## Description of the task:
Word for word, transcribe the data below from the line with "Target: wooden log wall" to the line with "Target: abandoned wooden church", keeping both of those lines.

## Data for this task:

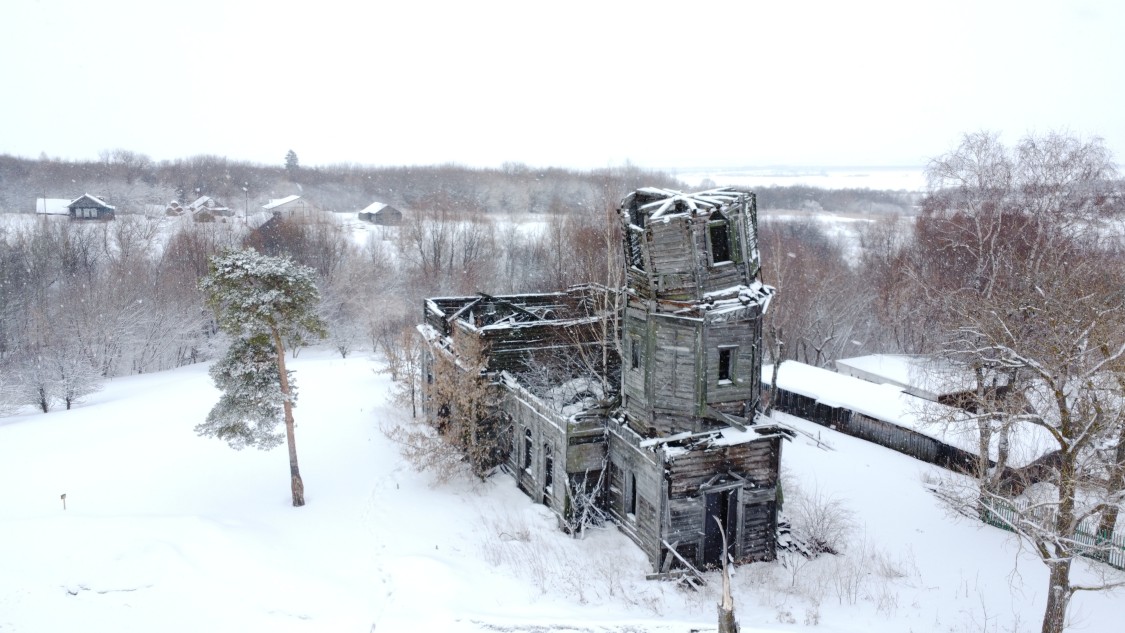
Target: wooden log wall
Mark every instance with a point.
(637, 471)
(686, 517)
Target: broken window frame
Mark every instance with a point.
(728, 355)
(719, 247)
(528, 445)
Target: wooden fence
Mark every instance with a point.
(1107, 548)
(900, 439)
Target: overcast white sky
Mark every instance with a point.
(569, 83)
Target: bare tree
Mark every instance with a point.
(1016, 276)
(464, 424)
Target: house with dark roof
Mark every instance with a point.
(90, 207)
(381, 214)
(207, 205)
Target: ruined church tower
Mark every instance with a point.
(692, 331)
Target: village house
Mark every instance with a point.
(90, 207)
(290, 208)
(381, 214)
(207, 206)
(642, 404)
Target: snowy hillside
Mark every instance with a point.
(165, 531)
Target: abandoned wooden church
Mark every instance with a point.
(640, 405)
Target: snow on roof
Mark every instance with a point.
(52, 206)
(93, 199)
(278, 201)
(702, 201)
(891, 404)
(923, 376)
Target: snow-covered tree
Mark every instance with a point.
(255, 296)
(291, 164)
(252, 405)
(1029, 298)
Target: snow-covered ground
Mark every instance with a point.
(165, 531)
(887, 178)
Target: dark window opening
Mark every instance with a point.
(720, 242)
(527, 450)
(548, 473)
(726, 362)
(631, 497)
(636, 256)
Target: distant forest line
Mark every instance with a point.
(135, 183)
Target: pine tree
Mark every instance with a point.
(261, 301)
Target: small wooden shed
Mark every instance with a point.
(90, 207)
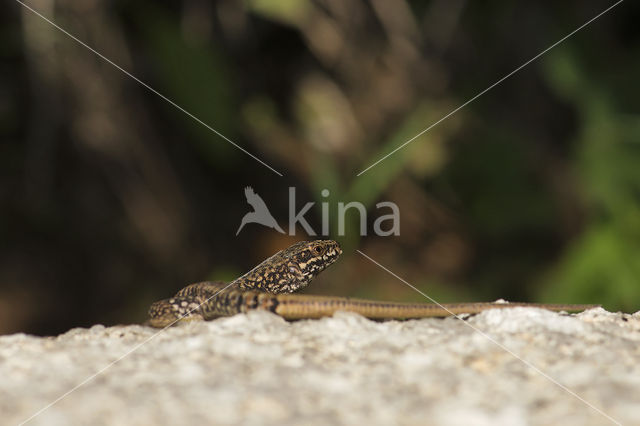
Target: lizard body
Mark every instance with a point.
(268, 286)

---

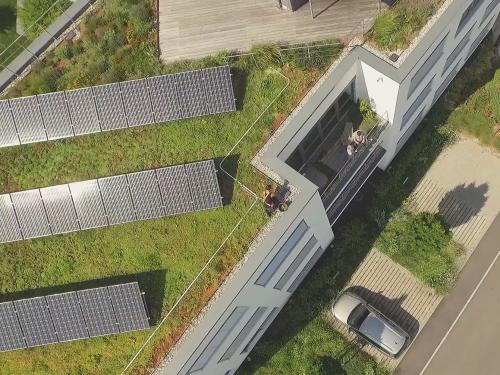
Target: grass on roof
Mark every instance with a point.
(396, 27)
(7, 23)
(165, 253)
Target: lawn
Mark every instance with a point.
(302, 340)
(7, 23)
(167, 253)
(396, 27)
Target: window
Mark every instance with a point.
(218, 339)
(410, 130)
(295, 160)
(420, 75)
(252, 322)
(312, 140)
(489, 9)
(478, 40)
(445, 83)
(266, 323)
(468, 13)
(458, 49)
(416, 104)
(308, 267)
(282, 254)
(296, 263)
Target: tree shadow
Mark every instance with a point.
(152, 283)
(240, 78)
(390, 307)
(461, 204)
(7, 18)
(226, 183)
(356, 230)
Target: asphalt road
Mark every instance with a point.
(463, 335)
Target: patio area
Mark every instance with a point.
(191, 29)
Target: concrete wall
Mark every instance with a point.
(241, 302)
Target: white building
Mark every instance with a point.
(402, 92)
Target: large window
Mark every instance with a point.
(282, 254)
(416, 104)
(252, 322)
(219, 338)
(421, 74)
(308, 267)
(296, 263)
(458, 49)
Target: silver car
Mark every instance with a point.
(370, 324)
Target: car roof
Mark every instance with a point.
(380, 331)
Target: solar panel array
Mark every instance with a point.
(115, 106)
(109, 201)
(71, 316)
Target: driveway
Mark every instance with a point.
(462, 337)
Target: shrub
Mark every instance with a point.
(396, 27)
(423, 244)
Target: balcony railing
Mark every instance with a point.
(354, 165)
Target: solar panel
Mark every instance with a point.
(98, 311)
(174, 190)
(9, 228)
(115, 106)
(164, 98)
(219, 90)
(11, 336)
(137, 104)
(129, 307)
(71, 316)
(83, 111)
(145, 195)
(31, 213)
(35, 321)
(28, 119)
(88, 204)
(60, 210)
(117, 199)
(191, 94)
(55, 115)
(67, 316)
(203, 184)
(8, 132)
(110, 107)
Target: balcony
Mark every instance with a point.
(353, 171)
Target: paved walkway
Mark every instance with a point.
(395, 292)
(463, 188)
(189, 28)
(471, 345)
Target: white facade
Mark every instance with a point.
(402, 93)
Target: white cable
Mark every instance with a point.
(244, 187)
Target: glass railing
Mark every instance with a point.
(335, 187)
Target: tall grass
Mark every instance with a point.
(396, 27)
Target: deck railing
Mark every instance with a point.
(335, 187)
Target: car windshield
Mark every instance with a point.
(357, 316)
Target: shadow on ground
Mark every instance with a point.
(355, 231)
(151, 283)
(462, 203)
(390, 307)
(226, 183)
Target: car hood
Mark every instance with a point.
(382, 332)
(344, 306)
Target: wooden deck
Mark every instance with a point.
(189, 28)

## Solution for this exercise:
Target: wooden log wall
Mark every instance with a point.
(637, 471)
(686, 517)
Target: broken window frame
Mark every instance with a point.
(728, 355)
(719, 247)
(528, 445)
Target: wooden fence
Mark every instance with a point.
(1107, 548)
(900, 439)
Target: overcast white sky
Mark every instance with a point.
(569, 83)
Target: bare tree
Mark every instance with a point.
(1016, 276)
(464, 424)
Target: house with dark roof
Mark every instance with a point.
(90, 207)
(381, 214)
(207, 205)
Target: ruined church tower
Mark every instance with a point.
(692, 331)
Target: village house
Mark every instance with a point.
(90, 207)
(290, 208)
(381, 214)
(207, 206)
(642, 404)
Target: snowy hillside
Mark every instance with a point.
(165, 531)
Target: abandoned wooden church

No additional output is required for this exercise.